• Try it
Please return the lines of the listing word for word, starting at its first line and ending at the line that contains "1963L454 1908L436 1864L425", with both ends included. Leave any pictures out of your answer.

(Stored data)
=-=-=
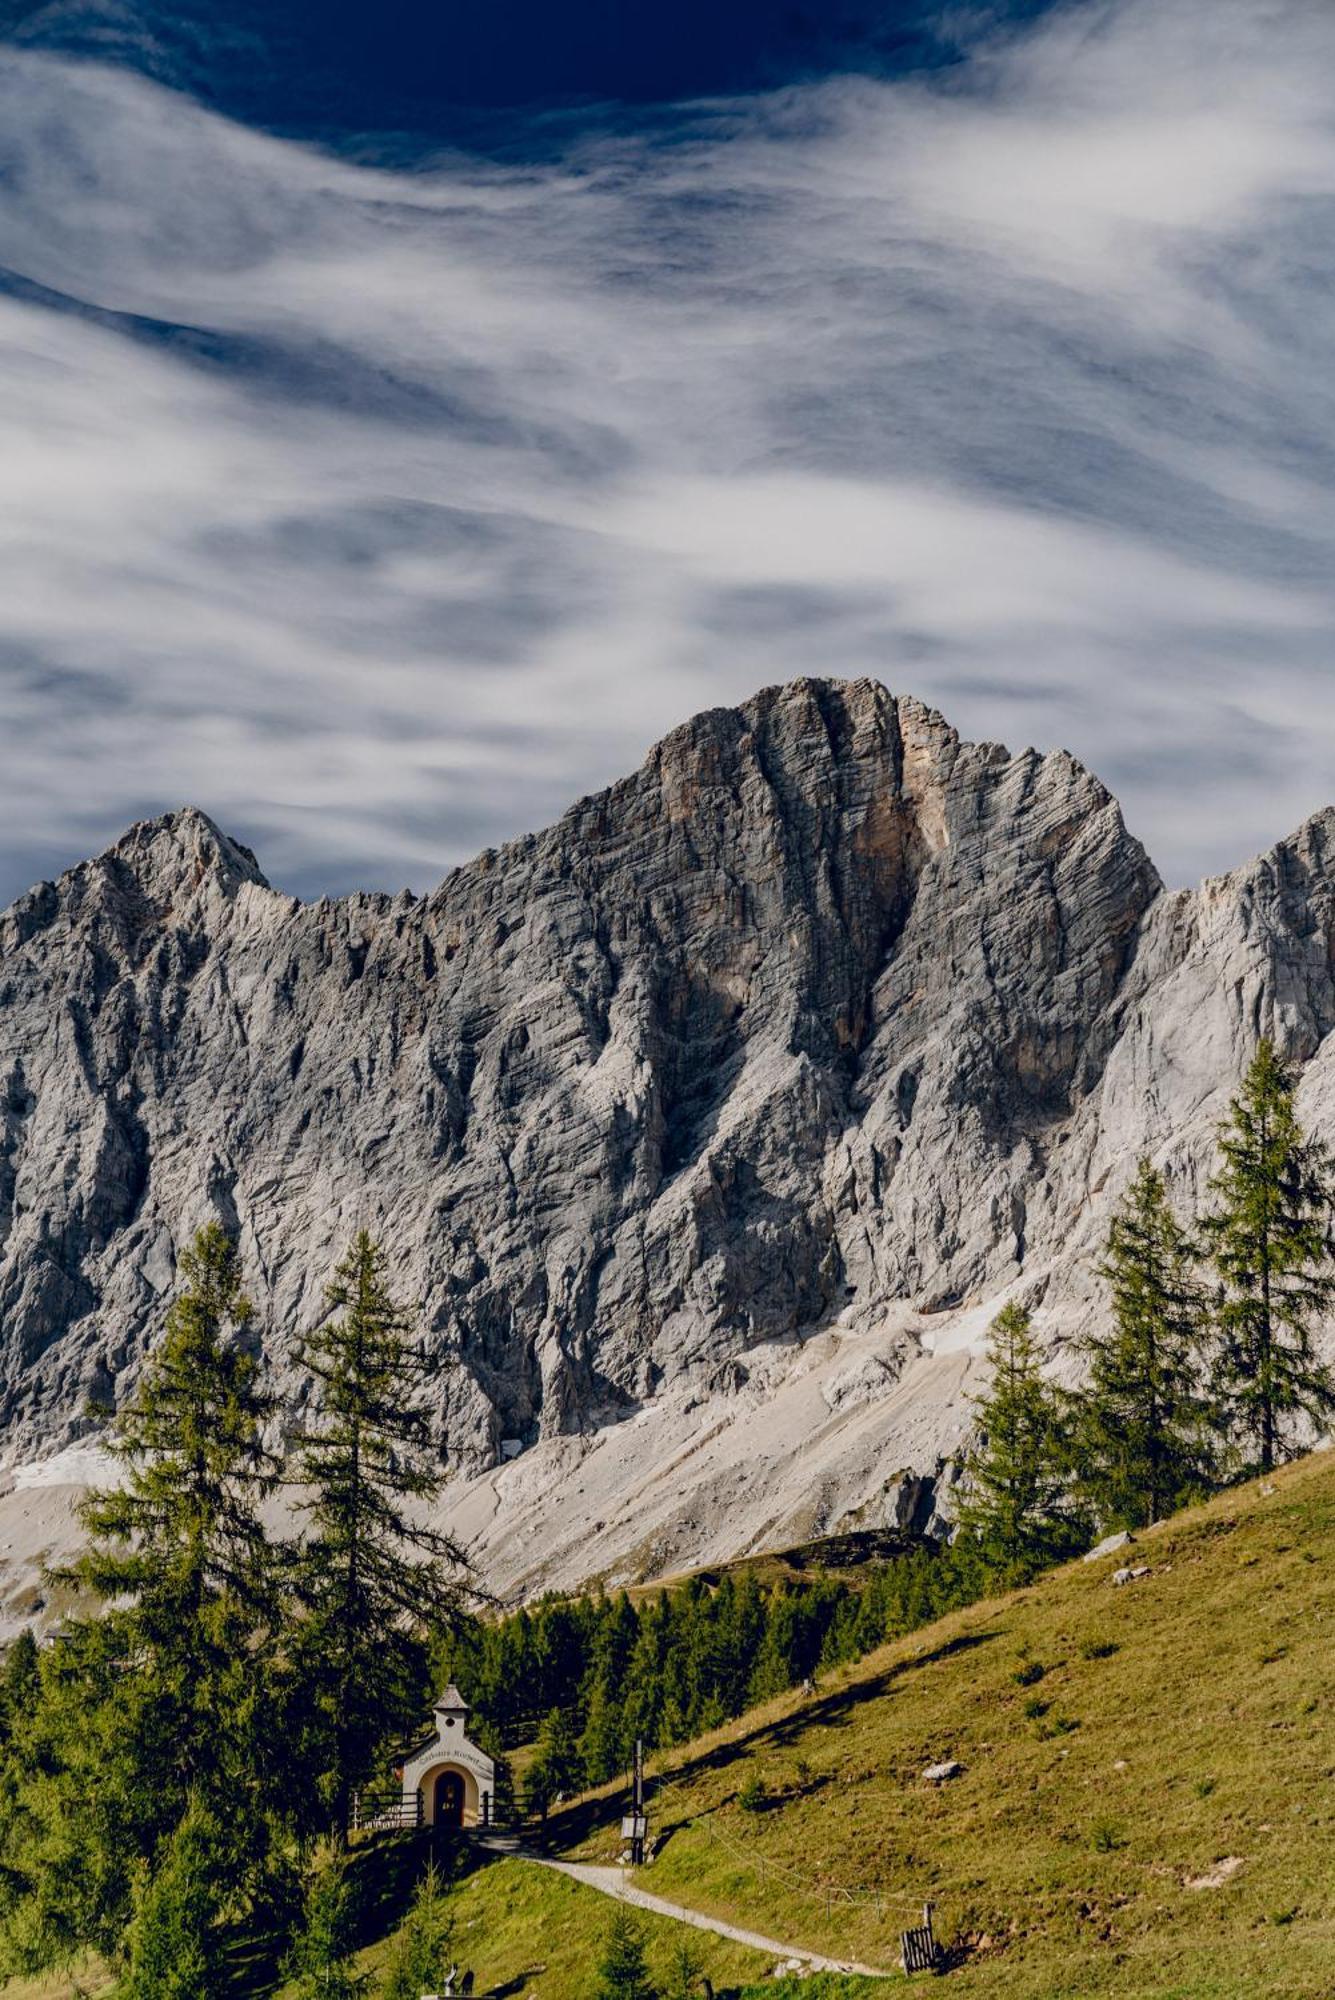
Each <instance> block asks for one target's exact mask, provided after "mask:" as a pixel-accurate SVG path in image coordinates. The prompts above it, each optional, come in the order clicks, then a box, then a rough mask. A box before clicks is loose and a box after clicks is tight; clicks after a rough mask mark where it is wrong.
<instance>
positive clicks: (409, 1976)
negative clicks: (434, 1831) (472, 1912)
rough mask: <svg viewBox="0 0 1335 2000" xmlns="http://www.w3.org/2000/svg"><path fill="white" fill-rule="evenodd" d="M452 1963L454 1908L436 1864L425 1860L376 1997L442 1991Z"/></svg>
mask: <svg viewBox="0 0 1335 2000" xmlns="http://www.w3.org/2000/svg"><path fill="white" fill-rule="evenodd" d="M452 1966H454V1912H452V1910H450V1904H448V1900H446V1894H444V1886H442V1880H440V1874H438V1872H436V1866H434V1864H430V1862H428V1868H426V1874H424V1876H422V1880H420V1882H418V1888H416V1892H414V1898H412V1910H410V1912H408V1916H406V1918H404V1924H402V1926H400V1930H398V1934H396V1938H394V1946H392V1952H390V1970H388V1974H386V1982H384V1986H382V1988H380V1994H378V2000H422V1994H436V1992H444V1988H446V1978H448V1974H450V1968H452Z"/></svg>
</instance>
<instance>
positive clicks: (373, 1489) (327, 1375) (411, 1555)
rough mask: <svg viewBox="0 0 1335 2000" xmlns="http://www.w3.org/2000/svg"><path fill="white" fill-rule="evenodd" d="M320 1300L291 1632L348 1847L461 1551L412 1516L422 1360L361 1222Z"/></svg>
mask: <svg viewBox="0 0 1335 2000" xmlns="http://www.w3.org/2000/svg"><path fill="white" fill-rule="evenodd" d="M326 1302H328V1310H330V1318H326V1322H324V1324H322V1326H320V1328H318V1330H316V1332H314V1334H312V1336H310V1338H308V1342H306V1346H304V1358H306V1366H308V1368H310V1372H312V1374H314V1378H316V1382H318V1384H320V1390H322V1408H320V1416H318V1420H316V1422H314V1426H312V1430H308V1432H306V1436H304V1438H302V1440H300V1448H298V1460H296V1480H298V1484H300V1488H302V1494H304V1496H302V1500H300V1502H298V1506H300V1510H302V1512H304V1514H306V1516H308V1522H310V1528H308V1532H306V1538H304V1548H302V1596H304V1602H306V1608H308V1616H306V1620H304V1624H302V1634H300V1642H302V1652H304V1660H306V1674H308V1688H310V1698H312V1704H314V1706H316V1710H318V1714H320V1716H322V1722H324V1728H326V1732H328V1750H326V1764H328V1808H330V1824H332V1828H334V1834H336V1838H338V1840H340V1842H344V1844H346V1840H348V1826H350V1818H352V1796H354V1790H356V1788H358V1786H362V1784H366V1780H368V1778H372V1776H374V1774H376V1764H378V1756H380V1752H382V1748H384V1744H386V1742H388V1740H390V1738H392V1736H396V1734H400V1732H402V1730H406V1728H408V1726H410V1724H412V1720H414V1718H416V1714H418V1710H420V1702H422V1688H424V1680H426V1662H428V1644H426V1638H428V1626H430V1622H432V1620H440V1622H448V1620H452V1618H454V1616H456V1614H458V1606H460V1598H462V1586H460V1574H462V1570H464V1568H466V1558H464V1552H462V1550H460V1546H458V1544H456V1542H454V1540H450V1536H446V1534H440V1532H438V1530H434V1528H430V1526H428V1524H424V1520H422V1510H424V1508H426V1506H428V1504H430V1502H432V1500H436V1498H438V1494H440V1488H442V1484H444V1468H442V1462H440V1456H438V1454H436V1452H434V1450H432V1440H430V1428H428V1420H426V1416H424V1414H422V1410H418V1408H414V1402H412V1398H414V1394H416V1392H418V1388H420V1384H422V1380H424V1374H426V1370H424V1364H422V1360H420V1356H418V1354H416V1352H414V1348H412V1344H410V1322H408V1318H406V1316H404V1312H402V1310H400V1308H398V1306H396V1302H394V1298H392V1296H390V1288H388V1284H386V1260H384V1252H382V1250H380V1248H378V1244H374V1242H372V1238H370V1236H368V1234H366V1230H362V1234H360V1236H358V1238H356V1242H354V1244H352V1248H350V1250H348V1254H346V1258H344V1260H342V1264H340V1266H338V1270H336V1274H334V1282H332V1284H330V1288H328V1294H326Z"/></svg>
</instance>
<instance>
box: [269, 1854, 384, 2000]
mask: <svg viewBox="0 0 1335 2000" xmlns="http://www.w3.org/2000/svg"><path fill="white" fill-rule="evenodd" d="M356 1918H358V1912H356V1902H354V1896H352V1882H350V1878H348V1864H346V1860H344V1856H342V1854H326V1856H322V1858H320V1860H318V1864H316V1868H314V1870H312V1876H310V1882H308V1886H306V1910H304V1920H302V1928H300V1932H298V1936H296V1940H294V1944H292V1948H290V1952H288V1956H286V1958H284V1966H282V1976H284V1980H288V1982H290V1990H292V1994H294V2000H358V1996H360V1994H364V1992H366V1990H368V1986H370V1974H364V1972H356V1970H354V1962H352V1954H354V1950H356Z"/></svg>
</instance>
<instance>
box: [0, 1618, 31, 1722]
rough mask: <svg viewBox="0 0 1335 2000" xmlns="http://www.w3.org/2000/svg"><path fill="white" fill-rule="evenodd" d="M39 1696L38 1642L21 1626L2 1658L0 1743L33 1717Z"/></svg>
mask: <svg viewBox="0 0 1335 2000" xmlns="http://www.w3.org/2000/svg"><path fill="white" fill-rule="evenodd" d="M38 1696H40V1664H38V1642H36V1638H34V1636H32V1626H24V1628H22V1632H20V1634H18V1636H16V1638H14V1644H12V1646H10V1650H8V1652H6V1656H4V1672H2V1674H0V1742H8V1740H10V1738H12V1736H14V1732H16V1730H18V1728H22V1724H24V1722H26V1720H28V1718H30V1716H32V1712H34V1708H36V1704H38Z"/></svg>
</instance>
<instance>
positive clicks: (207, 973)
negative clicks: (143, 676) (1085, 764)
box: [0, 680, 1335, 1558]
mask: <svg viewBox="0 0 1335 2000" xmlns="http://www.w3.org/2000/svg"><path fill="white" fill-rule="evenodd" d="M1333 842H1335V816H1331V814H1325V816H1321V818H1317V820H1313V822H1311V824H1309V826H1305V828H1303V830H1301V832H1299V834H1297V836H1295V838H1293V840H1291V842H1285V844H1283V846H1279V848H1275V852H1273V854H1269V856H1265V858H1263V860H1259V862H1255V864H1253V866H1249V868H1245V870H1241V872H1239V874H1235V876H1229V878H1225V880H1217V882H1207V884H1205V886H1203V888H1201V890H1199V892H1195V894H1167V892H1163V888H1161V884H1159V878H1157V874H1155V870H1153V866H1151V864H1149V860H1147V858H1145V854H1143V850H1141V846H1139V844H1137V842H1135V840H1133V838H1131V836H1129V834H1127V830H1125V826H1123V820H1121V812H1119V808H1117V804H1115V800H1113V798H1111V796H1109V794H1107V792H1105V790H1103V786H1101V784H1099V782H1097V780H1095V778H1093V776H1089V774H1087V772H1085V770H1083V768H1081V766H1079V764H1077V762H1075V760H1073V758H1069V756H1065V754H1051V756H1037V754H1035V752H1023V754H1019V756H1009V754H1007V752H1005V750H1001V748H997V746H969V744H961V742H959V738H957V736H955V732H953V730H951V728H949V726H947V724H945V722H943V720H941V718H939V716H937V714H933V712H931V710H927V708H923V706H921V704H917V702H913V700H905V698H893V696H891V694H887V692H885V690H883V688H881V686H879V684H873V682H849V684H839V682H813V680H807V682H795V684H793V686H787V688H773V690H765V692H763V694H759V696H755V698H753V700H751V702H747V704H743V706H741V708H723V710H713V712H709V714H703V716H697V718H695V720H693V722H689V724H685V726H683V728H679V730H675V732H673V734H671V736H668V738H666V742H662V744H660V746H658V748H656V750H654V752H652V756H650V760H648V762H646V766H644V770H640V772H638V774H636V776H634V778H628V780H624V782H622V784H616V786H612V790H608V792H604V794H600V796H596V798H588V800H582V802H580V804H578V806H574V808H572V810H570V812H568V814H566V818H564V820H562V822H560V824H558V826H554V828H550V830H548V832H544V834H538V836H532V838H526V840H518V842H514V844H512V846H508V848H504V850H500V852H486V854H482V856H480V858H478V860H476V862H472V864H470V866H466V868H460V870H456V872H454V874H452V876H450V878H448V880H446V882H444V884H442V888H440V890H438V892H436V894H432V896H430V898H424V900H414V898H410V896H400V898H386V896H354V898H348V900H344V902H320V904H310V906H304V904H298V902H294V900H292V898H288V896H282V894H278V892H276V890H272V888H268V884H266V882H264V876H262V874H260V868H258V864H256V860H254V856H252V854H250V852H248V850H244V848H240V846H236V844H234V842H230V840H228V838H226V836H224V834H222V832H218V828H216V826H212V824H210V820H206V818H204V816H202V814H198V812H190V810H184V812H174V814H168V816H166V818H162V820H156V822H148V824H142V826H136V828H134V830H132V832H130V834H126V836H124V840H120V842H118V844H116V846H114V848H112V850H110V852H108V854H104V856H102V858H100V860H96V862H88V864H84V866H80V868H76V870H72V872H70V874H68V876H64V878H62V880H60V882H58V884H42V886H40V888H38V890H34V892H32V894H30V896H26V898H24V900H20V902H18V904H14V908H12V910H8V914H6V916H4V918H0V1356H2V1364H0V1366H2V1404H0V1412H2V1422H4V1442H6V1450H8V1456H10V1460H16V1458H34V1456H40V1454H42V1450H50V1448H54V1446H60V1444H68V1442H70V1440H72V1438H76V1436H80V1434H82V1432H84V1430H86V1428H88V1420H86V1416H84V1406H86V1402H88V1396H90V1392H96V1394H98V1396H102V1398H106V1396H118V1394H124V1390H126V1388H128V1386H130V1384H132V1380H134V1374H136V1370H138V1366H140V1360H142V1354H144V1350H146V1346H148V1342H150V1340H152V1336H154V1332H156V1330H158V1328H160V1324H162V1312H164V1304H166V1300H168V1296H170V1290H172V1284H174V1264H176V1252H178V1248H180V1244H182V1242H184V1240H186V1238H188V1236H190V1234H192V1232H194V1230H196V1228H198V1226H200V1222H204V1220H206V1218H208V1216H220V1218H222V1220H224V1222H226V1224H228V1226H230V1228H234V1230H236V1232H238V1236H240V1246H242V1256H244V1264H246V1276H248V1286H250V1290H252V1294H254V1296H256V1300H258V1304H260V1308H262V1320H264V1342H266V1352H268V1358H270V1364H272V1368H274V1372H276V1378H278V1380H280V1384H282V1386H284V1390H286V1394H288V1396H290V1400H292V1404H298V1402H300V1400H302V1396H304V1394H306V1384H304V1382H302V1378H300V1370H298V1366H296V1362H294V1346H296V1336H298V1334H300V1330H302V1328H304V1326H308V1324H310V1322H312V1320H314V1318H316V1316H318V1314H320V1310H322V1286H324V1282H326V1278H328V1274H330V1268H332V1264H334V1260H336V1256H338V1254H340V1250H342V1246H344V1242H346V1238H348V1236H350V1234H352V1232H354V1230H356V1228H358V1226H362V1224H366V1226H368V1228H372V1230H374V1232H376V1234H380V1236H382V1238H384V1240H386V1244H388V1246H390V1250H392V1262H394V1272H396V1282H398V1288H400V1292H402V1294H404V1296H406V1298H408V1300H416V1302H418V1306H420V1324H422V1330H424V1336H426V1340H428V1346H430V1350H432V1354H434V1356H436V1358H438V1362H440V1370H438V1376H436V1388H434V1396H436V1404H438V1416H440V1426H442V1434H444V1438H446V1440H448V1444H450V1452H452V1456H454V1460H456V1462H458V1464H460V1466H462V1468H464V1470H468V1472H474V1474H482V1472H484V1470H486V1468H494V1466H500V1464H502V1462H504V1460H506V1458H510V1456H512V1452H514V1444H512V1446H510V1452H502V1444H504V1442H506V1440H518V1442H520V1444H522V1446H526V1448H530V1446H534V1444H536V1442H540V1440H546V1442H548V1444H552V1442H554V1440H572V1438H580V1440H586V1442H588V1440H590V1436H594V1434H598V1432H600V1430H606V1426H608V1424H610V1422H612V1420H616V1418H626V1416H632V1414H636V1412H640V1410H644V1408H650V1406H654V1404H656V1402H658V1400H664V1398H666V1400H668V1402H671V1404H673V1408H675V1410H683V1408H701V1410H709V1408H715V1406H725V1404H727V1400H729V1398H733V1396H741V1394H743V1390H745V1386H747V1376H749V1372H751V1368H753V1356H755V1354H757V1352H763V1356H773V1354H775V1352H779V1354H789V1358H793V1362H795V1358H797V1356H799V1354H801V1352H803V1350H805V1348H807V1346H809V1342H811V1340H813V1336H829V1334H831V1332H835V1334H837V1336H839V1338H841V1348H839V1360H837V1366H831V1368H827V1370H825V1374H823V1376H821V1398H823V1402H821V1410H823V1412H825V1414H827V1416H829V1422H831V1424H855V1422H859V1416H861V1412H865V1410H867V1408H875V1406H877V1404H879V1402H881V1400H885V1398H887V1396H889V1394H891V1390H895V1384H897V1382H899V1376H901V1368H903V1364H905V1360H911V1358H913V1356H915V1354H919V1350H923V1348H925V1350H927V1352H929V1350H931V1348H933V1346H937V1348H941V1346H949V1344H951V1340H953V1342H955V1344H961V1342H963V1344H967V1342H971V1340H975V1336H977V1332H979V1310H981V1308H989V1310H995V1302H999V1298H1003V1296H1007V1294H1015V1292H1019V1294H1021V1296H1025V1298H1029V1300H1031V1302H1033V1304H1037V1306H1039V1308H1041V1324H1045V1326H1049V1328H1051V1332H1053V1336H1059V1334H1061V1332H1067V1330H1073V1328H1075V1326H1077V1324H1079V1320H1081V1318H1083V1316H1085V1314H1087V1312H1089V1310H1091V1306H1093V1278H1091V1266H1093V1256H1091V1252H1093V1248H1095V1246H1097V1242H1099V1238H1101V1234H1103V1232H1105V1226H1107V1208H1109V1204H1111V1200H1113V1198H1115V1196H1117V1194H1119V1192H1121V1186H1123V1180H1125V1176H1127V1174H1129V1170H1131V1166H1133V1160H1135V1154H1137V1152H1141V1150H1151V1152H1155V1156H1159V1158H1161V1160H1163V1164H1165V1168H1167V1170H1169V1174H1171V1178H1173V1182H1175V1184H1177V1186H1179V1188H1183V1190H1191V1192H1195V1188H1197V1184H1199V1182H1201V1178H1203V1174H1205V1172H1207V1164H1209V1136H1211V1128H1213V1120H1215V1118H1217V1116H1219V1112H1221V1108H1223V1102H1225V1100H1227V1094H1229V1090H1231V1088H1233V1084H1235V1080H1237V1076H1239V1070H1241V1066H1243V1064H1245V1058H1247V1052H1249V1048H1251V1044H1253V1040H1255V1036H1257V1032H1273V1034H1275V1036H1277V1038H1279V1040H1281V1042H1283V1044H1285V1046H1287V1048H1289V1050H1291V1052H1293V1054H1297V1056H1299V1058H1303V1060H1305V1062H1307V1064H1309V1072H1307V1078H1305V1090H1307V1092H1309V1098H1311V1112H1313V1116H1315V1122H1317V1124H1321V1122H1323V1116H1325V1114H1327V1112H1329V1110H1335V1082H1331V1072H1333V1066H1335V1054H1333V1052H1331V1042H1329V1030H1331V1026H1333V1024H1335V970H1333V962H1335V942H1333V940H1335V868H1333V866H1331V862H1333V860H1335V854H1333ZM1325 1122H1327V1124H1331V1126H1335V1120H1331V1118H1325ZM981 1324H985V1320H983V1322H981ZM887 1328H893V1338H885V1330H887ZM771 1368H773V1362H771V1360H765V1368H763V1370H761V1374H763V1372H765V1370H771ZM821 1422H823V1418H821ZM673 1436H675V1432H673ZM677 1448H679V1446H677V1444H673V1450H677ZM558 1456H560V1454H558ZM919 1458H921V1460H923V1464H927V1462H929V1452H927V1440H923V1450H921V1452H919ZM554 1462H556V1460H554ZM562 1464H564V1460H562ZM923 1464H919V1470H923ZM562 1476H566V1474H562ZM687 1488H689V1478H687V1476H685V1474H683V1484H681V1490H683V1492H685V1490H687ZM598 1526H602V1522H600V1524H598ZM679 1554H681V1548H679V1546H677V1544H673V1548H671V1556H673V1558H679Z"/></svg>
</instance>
=-=-=
• Reply to the task
Each <instance> block asks for one target's exact mask, provided after "mask:" as a pixel-accurate SVG path in image coordinates. The prompts above it, each optional, come in the order clicks, then a box, then a rough mask. A box before clicks is loose and a box after clicks is tight; clicks after a rough mask mark where it is wrong.
<instance>
positive clicks: (409, 1976)
negative clicks: (434, 1831) (472, 1912)
rough mask: <svg viewBox="0 0 1335 2000" xmlns="http://www.w3.org/2000/svg"><path fill="white" fill-rule="evenodd" d="M452 1963L454 1908L436 1864L425 1860L376 1997L442 1991Z"/></svg>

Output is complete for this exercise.